The lines to reproduce run from the one containing "positive clicks: (677, 324) (669, 319)" through the end of the records below. Reproduce them exactly and add nothing.

THE RECORDS:
----

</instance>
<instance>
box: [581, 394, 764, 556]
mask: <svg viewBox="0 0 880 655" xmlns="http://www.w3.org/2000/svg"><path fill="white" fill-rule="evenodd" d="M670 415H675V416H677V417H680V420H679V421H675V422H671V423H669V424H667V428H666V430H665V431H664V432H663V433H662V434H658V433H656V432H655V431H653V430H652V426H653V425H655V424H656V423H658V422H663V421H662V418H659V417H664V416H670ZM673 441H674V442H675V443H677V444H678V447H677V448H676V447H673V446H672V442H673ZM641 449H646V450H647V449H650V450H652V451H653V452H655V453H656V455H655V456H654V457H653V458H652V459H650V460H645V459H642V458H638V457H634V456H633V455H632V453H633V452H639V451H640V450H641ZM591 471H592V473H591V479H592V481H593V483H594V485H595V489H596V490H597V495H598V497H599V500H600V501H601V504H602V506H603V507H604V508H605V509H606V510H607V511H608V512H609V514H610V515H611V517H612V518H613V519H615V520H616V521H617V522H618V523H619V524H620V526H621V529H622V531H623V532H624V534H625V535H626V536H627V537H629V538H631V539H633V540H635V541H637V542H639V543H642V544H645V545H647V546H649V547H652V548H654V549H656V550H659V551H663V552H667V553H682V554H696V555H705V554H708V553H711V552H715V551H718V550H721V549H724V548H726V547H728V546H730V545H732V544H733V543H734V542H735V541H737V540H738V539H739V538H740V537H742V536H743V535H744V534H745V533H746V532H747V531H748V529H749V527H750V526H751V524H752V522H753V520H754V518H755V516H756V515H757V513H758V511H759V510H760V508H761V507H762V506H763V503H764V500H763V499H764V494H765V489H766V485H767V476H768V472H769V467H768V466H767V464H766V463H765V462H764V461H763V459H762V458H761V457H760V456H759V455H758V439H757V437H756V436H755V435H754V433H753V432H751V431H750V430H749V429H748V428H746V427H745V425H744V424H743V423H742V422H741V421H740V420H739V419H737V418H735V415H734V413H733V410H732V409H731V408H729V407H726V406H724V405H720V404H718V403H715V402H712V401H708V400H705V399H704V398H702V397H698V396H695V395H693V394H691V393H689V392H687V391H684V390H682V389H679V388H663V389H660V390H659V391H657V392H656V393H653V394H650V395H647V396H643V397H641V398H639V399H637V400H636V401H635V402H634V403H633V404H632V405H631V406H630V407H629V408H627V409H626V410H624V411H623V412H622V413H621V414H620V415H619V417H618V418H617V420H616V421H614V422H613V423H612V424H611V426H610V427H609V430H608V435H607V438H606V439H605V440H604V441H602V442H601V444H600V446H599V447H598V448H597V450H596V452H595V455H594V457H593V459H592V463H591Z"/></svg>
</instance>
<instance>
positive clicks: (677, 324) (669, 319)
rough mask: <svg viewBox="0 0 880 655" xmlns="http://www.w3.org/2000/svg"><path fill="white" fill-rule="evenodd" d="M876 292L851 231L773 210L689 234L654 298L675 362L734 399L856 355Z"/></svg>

----

ANSWER TO THIS TASK:
positive clicks: (677, 324) (669, 319)
rough mask: <svg viewBox="0 0 880 655" xmlns="http://www.w3.org/2000/svg"><path fill="white" fill-rule="evenodd" d="M876 292L851 231L773 210L689 234L654 298L675 362L734 399L856 355Z"/></svg>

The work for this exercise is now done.